▶
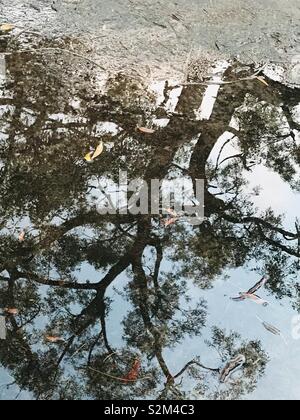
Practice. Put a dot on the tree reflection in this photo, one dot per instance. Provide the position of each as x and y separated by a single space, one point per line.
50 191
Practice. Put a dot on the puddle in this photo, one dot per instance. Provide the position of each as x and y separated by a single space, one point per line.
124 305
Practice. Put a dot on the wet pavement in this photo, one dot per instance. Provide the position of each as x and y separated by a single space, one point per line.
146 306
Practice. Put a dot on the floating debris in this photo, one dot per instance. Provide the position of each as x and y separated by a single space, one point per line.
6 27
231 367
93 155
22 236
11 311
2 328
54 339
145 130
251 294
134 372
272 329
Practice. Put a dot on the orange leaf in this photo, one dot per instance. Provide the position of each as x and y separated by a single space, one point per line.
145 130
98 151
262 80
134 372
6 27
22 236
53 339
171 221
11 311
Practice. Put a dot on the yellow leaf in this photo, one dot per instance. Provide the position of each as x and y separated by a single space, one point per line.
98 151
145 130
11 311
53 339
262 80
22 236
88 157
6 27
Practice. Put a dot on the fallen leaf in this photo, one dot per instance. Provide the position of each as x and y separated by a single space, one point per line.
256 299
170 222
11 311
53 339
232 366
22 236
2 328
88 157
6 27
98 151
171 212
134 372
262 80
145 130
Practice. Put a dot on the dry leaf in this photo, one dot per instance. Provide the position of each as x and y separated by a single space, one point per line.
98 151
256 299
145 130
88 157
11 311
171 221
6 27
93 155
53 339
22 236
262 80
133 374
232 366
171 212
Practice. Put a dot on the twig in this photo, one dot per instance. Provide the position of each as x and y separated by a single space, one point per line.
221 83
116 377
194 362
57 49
◀
▶
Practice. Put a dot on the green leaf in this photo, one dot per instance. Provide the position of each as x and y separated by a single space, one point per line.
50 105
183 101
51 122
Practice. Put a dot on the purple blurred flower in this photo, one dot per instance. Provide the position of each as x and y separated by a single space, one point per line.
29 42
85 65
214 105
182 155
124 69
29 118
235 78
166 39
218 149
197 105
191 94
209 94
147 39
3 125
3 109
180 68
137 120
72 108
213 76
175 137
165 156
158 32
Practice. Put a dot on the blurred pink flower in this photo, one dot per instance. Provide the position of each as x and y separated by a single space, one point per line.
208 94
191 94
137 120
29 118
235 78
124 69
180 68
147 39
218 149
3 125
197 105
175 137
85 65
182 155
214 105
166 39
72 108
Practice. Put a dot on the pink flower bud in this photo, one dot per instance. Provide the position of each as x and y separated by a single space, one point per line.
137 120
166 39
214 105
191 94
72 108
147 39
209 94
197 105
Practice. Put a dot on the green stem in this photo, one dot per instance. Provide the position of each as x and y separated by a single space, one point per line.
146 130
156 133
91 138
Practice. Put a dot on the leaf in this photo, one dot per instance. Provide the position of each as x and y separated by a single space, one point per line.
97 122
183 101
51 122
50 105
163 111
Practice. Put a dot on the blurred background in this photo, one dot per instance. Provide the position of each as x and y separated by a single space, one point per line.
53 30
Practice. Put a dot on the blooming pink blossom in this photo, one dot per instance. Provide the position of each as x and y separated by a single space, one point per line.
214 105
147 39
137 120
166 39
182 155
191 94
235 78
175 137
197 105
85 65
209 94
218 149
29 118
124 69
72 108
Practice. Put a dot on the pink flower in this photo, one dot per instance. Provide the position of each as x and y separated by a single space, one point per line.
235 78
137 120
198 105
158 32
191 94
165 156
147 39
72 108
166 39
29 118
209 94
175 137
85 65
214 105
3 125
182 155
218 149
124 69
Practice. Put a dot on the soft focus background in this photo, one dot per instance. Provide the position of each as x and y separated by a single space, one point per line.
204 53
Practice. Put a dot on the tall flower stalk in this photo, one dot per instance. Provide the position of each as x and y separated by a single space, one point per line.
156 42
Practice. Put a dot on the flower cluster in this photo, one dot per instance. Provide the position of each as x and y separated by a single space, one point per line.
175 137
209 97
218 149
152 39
◀
[WORK TO DO]: Report each line of the rows above that contains the word "soft", copying every such line in full.

[FULL SOLUTION]:
Practice. Put a dot on the soft focus background in this photo, one dot per instance. Provide the position of each as x and y separated by a single space, one point per line.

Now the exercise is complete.